* _Excerpted passage_

= = = = =


      I don’t know if I could even count the number of shrinks that Mom has seen – it usually lasts for a few visits until they offend her, and then took something significant to get her to another one. Selective hearing seems to go with bipolar, too. Good luck.

  4. I c you still have your severe mommy issues. Have you ever thought of counseling or making website to bash all bi-polar people is what helps for now, obviously it doesn’t help, your still an arrogant piece of shit, that needs to look in a mirror, and thiscwebsite didn’t have a sudden influx cuz of newt Gingrich’s people, get a clue, it you can, but you can’t cuz your not blessed w/the gifts of being MENTALLY I’LL, 2 get a clue with, so lets have it, the holier then thou, highly critical bashing of everything written and mispelled, boy, shades of mommy.

    • Judging by your comment, you are ‘blessed’ with the gift of mental illness (or should I say I’LLness). I almost didn’t approve it, but found it seriously funny. Hopefully others here will too.

      And yes, every time the word ‘bipolar’ is mentioned in the news, I see a spike of visitors referred by search engines, with the search terms listed.

  5. Wow, I really don’t know where to start… I just want to thank you for sharing your blog.

= = = = =

* _Dataset entries_

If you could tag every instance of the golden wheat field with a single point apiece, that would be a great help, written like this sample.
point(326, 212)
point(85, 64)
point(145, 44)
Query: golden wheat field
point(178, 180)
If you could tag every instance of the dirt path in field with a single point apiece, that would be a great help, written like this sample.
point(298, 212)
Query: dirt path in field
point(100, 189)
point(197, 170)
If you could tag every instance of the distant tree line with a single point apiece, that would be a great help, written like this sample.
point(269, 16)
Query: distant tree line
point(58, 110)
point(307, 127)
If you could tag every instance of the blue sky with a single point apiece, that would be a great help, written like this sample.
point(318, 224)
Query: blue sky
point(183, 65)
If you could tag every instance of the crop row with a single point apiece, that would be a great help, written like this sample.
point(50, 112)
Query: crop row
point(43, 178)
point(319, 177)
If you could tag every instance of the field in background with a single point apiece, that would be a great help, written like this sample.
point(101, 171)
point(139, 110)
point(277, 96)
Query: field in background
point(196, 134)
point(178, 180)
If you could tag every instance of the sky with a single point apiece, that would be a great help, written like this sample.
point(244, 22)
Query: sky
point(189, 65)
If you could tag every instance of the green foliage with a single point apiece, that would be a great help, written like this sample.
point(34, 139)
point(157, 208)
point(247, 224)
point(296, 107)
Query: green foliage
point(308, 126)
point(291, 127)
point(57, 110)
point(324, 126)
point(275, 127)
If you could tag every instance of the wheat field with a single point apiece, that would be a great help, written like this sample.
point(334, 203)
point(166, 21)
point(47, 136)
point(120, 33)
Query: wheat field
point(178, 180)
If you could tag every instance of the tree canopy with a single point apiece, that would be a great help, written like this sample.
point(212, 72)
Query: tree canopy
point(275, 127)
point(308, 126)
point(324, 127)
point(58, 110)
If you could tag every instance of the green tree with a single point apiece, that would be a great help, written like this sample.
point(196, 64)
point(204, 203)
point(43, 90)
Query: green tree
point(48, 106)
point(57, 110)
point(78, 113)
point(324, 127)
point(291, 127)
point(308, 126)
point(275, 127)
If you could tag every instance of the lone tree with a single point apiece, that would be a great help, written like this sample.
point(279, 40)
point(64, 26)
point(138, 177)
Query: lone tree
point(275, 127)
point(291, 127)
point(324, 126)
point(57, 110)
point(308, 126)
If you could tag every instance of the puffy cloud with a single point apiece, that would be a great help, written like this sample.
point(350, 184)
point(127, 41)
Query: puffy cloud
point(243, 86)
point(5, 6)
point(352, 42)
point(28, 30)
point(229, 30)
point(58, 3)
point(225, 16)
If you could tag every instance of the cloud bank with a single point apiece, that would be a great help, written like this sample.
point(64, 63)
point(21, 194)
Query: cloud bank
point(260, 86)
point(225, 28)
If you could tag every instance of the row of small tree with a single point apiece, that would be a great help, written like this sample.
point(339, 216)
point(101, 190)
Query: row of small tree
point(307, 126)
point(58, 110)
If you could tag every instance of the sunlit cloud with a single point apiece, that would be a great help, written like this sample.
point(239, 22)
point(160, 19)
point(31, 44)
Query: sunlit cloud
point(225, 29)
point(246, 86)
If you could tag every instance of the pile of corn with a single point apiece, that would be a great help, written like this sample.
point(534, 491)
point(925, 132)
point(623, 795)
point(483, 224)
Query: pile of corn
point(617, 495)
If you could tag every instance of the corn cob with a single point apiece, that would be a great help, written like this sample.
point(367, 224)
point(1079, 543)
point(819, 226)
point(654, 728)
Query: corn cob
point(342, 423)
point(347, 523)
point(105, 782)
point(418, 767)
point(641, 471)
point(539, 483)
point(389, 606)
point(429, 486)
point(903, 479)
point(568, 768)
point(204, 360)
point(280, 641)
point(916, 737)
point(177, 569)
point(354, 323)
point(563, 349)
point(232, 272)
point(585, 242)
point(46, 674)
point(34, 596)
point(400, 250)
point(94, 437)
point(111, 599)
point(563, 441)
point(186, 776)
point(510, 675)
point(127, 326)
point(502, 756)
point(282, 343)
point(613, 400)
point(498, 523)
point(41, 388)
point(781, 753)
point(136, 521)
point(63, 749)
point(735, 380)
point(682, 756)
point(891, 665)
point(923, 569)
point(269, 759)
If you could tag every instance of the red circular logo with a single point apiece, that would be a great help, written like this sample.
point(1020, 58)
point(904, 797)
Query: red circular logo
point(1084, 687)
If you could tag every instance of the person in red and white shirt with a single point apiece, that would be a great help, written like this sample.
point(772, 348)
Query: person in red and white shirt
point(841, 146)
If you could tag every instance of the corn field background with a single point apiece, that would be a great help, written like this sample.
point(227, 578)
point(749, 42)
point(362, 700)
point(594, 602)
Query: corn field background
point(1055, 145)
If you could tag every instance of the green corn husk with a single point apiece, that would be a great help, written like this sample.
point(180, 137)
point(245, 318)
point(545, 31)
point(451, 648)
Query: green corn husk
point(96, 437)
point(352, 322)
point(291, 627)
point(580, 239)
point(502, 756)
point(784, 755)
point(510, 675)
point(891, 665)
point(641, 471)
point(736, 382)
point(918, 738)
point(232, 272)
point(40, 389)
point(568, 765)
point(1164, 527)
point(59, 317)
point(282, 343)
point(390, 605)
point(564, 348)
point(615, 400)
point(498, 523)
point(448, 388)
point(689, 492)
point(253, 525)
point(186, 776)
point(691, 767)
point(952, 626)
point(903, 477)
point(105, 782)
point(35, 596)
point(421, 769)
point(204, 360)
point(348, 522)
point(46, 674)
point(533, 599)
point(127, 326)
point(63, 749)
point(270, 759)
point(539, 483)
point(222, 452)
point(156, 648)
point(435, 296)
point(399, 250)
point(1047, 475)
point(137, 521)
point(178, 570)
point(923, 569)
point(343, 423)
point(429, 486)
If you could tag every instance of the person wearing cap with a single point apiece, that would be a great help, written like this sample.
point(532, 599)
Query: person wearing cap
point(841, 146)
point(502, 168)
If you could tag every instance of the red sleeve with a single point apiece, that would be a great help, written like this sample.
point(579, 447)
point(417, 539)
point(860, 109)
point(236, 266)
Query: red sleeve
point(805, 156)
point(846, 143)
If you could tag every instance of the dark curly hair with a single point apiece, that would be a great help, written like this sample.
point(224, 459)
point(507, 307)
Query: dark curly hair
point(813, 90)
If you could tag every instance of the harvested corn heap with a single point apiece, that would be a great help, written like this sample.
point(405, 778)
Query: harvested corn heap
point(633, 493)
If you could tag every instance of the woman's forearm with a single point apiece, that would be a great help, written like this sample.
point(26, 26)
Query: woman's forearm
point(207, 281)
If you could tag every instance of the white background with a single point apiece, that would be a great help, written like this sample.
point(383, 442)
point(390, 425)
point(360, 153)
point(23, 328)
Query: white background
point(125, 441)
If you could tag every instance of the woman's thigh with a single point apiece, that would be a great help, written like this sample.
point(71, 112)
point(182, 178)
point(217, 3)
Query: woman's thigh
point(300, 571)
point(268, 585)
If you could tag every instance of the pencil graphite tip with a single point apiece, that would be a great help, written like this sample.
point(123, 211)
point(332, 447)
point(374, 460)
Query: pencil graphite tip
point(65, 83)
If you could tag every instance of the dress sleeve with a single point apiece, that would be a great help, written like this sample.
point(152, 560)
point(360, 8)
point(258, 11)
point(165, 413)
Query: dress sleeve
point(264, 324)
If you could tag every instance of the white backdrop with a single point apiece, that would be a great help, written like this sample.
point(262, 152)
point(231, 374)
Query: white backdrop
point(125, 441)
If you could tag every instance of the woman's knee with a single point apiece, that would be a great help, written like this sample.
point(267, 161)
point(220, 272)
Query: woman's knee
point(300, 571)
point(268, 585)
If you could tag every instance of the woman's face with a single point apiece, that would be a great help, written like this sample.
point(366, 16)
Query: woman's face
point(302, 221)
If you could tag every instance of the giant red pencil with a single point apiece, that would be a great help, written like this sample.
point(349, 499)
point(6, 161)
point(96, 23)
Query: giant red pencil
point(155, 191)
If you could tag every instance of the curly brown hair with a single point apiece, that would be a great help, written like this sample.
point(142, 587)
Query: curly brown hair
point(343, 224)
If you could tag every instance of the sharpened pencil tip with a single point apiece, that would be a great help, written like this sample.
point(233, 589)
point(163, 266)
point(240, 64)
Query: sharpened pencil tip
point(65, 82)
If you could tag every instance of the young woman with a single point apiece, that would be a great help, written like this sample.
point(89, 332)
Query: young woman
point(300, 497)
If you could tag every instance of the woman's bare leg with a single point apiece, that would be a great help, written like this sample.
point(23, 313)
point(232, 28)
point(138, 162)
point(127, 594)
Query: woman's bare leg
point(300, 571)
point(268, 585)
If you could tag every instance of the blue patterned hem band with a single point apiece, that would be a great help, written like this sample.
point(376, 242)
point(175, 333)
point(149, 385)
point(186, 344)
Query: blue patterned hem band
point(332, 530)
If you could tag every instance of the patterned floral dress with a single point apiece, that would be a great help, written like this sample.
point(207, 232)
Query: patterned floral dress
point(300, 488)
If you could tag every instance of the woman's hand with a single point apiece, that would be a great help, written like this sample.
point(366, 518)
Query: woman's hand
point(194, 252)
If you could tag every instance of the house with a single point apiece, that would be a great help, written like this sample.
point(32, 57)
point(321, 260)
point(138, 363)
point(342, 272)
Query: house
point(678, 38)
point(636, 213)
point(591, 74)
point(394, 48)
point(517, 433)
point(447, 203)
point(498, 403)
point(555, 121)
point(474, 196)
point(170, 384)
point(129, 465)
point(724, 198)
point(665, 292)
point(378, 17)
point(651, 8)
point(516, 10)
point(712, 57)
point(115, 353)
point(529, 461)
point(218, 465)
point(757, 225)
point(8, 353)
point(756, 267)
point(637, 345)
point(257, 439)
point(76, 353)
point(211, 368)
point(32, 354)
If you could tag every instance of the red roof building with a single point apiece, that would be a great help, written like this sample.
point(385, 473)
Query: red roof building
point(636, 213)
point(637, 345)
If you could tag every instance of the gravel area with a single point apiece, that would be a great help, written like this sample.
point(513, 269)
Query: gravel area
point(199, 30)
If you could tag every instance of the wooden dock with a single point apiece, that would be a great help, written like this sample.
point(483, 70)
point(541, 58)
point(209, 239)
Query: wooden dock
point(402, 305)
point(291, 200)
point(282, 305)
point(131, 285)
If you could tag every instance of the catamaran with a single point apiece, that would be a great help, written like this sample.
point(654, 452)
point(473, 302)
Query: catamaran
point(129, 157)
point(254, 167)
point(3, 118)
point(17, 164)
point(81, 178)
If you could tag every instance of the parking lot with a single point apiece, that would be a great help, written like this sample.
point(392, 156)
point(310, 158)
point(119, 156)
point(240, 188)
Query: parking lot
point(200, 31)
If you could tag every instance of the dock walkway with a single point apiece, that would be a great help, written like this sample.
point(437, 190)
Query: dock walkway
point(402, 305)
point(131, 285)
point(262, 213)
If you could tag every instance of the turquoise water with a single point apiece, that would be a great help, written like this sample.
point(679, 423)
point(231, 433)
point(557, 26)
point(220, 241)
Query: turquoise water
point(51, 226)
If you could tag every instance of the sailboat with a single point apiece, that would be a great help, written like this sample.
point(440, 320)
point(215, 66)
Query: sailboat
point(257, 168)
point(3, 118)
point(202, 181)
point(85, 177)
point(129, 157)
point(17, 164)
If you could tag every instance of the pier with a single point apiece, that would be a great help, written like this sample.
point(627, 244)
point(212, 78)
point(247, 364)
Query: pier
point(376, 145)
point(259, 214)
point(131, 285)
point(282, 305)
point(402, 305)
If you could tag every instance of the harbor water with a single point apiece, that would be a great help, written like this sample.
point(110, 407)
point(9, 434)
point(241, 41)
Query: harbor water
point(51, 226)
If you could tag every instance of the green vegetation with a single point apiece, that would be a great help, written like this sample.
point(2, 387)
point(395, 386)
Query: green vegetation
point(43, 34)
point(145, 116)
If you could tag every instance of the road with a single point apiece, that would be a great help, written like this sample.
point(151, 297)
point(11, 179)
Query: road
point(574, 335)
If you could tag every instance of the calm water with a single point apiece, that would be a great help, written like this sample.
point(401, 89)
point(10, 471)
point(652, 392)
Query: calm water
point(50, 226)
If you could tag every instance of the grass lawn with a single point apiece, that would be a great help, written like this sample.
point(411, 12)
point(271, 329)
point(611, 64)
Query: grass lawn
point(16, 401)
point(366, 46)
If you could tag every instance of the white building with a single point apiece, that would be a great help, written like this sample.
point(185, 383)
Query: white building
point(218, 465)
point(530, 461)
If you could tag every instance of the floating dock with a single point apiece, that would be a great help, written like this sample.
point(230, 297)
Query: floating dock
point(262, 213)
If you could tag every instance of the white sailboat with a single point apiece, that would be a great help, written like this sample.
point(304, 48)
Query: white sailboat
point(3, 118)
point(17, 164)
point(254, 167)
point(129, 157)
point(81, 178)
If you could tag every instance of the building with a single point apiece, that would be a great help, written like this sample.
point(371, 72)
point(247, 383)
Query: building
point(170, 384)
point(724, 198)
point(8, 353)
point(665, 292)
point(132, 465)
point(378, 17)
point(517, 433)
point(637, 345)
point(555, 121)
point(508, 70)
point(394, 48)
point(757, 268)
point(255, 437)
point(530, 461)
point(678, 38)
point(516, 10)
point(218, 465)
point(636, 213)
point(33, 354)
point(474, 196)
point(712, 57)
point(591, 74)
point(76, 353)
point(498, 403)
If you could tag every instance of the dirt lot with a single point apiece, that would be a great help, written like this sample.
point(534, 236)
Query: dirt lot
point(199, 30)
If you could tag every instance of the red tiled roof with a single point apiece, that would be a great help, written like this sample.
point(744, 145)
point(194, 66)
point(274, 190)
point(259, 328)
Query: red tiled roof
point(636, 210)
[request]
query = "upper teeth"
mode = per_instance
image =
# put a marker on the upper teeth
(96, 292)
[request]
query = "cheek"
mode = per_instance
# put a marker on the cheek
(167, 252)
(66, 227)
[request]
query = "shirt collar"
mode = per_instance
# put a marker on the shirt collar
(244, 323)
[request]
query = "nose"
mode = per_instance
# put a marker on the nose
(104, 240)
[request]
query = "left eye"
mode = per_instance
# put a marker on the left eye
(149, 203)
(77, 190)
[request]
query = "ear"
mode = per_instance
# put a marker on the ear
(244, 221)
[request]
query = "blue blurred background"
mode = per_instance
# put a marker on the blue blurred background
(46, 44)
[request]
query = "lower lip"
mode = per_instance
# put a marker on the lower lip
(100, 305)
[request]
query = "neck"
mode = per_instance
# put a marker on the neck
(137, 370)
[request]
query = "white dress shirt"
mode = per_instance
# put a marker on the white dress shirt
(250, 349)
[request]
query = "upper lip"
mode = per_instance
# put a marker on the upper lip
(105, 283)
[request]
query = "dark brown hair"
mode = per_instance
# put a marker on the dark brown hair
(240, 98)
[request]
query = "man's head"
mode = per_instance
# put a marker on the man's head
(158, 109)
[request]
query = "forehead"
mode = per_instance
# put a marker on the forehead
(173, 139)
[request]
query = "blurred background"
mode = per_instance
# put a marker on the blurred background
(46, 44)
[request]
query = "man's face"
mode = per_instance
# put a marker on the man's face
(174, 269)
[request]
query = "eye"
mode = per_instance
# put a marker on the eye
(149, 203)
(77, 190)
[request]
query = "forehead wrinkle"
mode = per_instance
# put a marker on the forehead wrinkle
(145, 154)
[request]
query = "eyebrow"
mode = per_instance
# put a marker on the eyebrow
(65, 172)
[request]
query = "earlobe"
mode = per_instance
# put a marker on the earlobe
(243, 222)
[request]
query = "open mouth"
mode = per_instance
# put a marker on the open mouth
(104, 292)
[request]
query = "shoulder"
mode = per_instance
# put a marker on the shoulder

= = = = =

* _Task instructions_
(a) Rewrite the paragraph of the blog comments that begins "And yes, every time" as one shorter sentence that keeps its main facts.
(b) Please write what comes next in the blog comments, starting after their last sentence.
The records were taken from a different source.

* _Results for the exercise_
(a) Whenever "bipolar" comes up in the news, search engines send a spike of visitors, and their search terms are listed.

(b)
    In order to escape my physically/psychologically abusive bipolar mother, it meant I had to cut my entire family out of my life in order to create a good life. It was one of the most difficult decisions I have ever made (at 19 y/o) because I had to leave my younger sibling behind. It’s been 8 years, but I have recently reconnected with my little brother who just turned 18 – I wanted to avoid Mom from being able to manipulate him to get at me until he was legally able to make his own decisions (and to not still be a child). I also needed the away time to recover so that I could be of help to him now. Anyways, now that I have reconnected with him I started googling ‘survivors’ of bipolar parents and I finally found your blog. It was exactly what I was looking for. As you can imagine, I haven’t come across many people who grew up in the special hell that is reserved for those held prisoner by bipolar parents. So, I really don’t have a clear idea of what the typical experience is for family members dealing with bipolar loved ones.

    Reading through all your posts really helped me to see that I don’t fully understand bipolar behavior and that I interenalized more than my fair share. My step-brother and I were the main targets of my mother’s violence and psychological warfare (not my older sister or little brother) and I had a hard time NOT taking the things she did personally – even though I could clearly see she was a crazy and dangerous person.

    Again, thank you for posting this. Best wishes to you and your family.

  6. I found your blog to be very powerful, well-written and thoughtful. Can I ask – why are you allowing your Dad access to your children? I imagine it is very hurtful to them to have this man appear and play grandfather for a few hours, then disappear for months or years. I am not trying to bash you – I think you have come a LONG way.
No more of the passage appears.